→ Work instruction
Each line in the entries that has the word "plate" has to be copied.

==== Available records

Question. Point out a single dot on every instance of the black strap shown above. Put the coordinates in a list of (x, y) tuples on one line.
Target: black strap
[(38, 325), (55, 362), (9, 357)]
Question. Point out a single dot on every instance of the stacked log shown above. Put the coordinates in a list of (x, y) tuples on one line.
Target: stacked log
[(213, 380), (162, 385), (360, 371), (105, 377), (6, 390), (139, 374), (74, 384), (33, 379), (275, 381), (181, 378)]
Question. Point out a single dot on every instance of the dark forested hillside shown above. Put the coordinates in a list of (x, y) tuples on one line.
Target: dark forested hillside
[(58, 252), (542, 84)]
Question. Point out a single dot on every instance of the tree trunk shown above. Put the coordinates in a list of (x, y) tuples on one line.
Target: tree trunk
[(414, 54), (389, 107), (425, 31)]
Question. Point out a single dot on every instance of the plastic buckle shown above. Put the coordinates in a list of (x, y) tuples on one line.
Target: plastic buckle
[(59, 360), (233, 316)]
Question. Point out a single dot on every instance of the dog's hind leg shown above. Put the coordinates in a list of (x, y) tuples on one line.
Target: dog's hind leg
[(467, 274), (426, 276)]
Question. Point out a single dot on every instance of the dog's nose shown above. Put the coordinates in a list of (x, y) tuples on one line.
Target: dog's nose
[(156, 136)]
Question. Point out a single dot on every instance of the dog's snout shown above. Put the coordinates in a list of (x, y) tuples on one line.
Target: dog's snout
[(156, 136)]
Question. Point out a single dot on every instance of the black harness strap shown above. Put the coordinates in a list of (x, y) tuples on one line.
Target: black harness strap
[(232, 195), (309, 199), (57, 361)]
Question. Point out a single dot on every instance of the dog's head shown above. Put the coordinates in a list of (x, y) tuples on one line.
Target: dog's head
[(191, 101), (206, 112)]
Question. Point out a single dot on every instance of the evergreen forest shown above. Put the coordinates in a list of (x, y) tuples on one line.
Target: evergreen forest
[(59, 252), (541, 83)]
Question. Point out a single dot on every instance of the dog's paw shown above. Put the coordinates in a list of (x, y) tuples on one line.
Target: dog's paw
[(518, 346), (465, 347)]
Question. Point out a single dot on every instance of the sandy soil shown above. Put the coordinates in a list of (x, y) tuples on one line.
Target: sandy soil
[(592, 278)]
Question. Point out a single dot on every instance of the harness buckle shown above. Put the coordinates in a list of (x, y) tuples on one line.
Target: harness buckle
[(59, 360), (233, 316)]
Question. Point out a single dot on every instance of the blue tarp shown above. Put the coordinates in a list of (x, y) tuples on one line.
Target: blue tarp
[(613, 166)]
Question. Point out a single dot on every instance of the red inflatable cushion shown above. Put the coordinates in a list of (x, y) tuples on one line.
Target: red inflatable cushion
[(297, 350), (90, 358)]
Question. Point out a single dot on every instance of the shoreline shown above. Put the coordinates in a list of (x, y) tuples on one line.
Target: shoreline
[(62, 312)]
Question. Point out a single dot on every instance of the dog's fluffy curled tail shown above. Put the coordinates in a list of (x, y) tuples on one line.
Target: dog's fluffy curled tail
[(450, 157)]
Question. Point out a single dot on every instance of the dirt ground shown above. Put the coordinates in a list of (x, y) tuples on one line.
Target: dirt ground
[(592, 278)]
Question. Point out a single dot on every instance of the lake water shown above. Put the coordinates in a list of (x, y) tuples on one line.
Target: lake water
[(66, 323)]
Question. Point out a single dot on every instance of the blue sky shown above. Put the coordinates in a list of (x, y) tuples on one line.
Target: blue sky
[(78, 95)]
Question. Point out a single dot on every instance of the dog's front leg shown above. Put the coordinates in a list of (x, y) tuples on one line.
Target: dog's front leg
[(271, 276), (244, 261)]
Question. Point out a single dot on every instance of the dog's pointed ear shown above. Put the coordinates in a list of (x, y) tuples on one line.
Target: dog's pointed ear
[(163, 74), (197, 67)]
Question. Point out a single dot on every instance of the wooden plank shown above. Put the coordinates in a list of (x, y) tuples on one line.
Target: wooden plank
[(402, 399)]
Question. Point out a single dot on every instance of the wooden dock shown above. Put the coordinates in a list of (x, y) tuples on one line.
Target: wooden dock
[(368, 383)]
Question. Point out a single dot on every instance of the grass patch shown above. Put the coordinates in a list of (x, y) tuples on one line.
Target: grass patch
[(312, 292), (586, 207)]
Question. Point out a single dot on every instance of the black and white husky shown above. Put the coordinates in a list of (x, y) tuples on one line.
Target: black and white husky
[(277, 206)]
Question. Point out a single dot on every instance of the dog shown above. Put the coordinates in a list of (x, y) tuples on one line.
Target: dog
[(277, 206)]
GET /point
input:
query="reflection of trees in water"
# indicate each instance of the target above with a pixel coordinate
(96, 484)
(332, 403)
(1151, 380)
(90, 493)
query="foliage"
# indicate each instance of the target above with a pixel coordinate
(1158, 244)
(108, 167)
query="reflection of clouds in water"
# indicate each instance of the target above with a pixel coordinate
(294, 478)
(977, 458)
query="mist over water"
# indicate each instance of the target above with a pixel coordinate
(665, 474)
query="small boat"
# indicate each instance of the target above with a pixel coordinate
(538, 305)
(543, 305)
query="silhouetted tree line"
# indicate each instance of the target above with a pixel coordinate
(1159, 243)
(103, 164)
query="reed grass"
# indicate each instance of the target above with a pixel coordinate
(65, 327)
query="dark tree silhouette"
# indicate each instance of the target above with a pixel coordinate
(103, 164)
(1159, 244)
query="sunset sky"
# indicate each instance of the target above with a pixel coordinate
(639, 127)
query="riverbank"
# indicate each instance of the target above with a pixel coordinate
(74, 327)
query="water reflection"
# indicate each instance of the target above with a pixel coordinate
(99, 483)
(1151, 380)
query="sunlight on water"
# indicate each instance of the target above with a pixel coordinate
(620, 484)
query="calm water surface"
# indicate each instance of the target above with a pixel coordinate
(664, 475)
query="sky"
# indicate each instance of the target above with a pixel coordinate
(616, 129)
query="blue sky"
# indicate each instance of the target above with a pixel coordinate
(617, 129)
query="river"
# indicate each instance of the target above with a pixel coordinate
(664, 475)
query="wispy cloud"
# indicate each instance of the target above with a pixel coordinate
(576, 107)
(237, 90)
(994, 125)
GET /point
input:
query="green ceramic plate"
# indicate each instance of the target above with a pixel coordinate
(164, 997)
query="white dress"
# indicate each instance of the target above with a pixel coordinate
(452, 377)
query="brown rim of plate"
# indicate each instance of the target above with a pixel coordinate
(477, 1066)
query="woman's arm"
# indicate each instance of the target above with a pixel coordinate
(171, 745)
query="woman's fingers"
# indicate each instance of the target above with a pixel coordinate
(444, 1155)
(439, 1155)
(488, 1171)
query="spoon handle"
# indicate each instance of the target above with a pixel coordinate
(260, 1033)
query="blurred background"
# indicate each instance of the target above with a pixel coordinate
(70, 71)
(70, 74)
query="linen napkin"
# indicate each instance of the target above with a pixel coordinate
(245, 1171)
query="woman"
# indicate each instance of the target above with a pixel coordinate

========

→ Task response
query="green ceramic plate"
query="brown rim of plate"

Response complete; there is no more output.